-- Description of the task --
Count the lines below that contain the string "sidewalk", treating uppercase and lowercase as different, and reply with the number alone.

-- Supplied data --
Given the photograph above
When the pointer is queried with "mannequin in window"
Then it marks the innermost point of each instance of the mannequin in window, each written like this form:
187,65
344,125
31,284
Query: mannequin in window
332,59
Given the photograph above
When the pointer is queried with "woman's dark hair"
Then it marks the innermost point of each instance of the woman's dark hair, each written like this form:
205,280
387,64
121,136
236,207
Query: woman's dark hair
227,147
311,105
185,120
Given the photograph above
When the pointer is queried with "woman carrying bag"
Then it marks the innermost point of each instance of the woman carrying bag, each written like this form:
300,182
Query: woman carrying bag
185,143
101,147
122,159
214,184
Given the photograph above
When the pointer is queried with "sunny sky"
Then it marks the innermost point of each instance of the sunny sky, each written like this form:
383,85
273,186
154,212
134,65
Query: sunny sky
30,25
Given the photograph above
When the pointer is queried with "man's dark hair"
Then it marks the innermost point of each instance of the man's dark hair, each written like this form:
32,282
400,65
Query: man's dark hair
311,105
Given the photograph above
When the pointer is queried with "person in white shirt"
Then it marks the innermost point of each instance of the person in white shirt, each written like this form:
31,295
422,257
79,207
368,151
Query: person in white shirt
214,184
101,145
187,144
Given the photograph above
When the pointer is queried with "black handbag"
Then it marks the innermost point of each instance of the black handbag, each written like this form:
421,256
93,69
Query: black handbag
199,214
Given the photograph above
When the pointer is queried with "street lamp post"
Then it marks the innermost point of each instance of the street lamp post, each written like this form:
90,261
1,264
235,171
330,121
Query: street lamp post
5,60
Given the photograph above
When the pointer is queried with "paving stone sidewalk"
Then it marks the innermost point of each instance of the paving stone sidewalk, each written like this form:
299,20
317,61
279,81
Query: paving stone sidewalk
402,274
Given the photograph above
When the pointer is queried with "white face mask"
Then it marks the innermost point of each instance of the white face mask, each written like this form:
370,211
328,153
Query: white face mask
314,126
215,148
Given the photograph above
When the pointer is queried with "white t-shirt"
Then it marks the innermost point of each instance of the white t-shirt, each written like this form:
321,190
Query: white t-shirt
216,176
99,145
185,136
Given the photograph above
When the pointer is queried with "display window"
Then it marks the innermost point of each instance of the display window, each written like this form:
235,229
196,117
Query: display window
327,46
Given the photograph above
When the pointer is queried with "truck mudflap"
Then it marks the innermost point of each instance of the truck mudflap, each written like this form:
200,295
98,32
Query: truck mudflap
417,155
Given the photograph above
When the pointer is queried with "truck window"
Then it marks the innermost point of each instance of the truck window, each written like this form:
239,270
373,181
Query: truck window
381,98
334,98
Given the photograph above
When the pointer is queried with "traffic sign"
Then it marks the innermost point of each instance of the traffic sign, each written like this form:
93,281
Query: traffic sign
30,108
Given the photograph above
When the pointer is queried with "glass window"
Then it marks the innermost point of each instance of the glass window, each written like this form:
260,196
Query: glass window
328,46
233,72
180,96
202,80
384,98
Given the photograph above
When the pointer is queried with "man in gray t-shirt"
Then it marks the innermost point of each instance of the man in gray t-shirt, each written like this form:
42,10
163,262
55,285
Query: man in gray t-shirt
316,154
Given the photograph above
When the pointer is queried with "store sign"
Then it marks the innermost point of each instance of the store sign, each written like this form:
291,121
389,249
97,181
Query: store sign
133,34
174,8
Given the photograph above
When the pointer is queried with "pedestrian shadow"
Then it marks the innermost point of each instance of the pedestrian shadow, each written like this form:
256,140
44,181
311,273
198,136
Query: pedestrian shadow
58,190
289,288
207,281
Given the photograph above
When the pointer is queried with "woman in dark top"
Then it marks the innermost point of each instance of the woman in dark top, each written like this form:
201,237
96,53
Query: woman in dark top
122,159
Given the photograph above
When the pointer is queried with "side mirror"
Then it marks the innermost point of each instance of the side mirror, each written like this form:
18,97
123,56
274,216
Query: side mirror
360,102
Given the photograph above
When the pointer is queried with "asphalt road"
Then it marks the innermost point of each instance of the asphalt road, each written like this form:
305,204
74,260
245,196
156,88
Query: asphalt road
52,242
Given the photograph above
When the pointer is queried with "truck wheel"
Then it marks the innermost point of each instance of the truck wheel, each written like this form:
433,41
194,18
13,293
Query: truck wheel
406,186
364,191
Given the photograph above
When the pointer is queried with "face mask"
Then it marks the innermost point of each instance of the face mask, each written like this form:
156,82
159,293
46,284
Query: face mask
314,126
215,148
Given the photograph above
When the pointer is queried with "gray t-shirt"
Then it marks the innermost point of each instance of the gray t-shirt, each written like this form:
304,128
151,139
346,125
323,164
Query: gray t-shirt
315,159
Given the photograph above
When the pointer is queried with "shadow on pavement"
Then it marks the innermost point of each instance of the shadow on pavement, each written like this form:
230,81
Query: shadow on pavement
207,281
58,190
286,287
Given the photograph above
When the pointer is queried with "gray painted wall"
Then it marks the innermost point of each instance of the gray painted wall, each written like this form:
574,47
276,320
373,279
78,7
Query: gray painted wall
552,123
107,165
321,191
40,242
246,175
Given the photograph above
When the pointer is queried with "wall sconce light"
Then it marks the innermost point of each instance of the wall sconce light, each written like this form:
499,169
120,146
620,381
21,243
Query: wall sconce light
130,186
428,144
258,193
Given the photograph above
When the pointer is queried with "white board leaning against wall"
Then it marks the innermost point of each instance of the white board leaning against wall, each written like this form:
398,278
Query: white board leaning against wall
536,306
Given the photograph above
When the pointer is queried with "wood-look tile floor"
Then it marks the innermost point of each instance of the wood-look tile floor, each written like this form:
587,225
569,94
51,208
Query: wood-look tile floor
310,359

---

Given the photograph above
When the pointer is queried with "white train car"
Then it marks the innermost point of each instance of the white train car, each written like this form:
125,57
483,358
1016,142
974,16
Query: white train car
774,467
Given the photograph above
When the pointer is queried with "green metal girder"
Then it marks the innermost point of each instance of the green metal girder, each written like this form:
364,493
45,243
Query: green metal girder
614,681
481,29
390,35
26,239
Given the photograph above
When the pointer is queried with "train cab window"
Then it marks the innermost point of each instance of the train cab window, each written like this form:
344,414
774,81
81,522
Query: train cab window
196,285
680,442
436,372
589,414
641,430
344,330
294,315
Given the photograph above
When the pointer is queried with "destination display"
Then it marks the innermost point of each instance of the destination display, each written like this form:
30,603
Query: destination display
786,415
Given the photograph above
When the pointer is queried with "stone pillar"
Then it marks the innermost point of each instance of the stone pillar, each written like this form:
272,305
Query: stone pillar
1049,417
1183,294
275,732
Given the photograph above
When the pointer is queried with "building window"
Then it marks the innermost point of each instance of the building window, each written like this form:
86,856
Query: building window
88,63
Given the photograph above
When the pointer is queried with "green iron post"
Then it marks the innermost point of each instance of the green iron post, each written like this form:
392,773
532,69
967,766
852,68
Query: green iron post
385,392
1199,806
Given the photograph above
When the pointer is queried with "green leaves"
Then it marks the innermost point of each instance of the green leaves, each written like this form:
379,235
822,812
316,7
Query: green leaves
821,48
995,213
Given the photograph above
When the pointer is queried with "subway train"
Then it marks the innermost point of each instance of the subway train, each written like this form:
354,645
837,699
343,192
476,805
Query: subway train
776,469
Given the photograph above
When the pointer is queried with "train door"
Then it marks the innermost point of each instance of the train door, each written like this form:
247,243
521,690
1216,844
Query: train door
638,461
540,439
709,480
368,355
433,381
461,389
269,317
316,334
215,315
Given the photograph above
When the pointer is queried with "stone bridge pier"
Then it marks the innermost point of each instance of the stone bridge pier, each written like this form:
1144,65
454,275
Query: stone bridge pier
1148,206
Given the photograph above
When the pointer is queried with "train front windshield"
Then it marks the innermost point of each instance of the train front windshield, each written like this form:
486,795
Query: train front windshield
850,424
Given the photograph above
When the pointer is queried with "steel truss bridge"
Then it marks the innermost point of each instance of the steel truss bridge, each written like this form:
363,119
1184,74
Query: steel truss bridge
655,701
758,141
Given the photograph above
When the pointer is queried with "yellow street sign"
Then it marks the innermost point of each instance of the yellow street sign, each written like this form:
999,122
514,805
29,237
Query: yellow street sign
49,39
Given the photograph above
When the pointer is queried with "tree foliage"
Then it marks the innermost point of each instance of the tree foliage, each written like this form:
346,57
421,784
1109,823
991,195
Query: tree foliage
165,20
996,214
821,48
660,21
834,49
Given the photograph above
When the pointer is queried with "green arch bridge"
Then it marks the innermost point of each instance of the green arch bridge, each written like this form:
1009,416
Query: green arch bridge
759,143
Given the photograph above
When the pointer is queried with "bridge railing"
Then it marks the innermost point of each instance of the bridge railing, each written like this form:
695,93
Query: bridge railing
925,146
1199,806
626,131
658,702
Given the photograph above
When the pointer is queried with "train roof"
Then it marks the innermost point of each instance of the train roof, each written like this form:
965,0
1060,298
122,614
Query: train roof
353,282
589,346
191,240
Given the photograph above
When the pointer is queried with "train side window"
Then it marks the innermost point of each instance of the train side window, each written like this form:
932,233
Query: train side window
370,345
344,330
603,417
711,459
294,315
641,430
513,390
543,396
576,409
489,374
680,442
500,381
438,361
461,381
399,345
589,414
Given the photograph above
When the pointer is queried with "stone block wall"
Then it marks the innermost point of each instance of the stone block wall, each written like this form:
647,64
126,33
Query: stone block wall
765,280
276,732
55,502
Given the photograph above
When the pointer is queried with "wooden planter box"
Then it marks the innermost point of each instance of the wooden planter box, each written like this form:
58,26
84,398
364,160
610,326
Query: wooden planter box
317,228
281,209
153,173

---

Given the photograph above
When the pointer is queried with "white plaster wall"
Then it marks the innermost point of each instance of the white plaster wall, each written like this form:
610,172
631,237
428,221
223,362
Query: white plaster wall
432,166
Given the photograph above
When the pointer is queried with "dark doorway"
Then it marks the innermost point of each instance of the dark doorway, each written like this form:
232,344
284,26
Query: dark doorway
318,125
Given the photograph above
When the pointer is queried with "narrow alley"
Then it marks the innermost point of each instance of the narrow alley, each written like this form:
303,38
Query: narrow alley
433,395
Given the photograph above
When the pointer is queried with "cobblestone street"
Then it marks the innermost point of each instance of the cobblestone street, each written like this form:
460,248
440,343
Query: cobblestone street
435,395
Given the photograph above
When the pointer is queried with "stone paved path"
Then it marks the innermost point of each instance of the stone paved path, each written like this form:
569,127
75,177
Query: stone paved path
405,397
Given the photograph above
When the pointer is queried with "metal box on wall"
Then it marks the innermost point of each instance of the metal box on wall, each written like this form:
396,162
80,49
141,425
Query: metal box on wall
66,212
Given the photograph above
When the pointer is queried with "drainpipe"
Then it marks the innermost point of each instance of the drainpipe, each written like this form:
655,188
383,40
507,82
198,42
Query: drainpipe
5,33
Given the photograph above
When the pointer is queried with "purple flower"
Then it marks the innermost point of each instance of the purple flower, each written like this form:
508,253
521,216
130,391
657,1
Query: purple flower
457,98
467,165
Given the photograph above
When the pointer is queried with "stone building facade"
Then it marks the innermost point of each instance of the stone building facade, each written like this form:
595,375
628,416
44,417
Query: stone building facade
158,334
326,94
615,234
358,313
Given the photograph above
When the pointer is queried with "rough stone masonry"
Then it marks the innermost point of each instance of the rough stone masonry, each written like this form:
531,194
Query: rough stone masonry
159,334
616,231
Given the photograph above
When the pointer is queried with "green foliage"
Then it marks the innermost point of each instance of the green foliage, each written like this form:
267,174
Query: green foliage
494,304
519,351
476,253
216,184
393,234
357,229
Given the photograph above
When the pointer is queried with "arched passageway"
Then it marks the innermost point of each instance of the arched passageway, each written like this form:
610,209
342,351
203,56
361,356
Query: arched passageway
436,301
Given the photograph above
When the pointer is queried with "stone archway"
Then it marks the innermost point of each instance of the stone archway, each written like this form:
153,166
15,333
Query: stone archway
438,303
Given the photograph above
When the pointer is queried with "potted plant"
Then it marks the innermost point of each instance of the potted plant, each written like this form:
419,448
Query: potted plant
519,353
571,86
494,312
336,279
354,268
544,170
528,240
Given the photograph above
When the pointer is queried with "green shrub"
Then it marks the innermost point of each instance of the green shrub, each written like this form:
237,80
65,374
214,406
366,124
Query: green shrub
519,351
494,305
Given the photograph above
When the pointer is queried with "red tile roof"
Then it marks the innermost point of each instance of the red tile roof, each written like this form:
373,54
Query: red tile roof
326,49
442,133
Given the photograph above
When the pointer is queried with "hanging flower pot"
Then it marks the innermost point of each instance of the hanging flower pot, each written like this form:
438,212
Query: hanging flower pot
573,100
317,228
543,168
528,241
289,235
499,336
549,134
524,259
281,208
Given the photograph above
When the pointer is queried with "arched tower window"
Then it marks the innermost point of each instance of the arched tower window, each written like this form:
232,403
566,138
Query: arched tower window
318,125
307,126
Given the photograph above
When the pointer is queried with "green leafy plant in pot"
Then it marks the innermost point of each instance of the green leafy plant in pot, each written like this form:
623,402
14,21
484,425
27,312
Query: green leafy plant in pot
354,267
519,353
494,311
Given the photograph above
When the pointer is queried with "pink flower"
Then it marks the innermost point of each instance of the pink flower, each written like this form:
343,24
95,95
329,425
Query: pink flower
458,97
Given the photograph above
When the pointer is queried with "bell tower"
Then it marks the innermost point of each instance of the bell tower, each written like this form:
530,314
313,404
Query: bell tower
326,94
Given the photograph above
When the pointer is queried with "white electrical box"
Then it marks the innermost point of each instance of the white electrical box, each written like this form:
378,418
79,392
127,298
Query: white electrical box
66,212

-- Written solution --
3